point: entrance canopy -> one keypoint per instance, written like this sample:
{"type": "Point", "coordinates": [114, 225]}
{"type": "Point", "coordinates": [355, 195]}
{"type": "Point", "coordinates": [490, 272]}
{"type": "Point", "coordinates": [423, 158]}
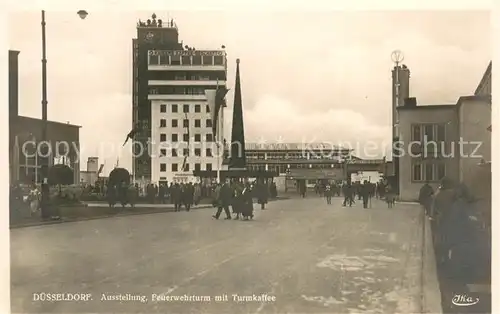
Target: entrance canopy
{"type": "Point", "coordinates": [235, 174]}
{"type": "Point", "coordinates": [317, 174]}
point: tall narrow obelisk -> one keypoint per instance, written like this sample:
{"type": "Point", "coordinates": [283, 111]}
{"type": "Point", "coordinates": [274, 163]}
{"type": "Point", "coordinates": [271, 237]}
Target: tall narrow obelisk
{"type": "Point", "coordinates": [237, 158]}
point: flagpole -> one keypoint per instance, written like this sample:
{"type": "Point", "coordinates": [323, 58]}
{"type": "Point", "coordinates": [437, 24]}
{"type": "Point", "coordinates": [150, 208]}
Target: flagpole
{"type": "Point", "coordinates": [219, 166]}
{"type": "Point", "coordinates": [36, 167]}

### Task
Reproduce every item above word for word, but leave out the pictures.

### Response to this task
point: entrance canopy -> one keypoint per instance, written like this sample:
{"type": "Point", "coordinates": [114, 225]}
{"type": "Point", "coordinates": [355, 195]}
{"type": "Point", "coordinates": [490, 272]}
{"type": "Point", "coordinates": [423, 158]}
Target: entrance canopy
{"type": "Point", "coordinates": [235, 174]}
{"type": "Point", "coordinates": [317, 174]}
point: tall narrow obelisk -> one keypoint per instance, written like this sample:
{"type": "Point", "coordinates": [283, 111]}
{"type": "Point", "coordinates": [274, 163]}
{"type": "Point", "coordinates": [271, 237]}
Target: tall narrow obelisk
{"type": "Point", "coordinates": [237, 158]}
point: flagpole -> one keypoint per instance, written like this sample:
{"type": "Point", "coordinates": [323, 58]}
{"type": "Point", "coordinates": [437, 24]}
{"type": "Point", "coordinates": [150, 208]}
Target: flagpole
{"type": "Point", "coordinates": [219, 166]}
{"type": "Point", "coordinates": [36, 167]}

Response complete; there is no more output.